In the speech below on promoting Wales abroad, why does the speaker say Wales will have to wait a couple of years for elections like those being held in England? Answer in one to three sentences.

Text section:
──────────

Mr. Nigel Evans (Ribble Valley): Today's subject is very important—"Wales in the World: the role of the UK Government in promoting Wales abroad". I am not sure whether to blow the cobwebs off that report—it is more than a year old. I suspect that we have the great people of England to thank for today's debate because, as everyone knows, local government elections are being held in England.

I am afraid that we will have to wait a couple of years for similar elections in Wales because, as the hon. Member for Conwy (Mrs. Williams) said, the Welsh Assembly, in its great wisdom, decided to defer the Welsh elections by 12 months, so that they would not take place on the same day as the Welsh Assembly elections. None the less, I dusted down my copy of the report and had a good read. It is important that we do not look a gift horse in the mouth; we should take the opportunities that exist. I suspect that we had to battle hard against all the other competing bids for today's subject.

──────────

Source material:

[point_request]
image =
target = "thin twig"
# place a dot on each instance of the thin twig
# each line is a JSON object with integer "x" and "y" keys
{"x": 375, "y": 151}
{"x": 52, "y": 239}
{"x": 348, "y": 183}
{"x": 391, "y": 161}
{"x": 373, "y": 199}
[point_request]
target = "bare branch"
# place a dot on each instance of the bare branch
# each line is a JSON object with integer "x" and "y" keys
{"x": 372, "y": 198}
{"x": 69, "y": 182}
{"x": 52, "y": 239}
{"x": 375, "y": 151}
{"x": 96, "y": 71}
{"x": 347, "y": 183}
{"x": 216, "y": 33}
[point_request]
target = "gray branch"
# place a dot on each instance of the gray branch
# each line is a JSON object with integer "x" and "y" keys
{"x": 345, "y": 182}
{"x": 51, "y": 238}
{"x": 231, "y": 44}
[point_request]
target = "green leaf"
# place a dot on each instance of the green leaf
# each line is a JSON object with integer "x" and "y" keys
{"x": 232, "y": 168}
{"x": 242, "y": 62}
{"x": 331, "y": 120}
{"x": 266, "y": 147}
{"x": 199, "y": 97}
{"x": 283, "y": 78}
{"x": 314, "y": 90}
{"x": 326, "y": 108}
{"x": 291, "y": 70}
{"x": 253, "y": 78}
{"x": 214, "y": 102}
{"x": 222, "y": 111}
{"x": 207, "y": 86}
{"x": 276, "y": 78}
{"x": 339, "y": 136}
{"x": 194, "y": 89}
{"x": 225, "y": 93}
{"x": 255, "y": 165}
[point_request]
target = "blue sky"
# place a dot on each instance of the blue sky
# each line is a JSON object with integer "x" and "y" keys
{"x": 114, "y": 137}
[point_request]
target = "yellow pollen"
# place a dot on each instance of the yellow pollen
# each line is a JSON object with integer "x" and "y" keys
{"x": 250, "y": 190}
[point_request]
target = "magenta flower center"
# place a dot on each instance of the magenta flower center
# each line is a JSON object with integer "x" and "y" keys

──────────

Solved problem:
The Welsh Assembly decided to defer the Welsh elections by 12 months. It did so to keep them from taking place on the same day as the Welsh Assembly elections.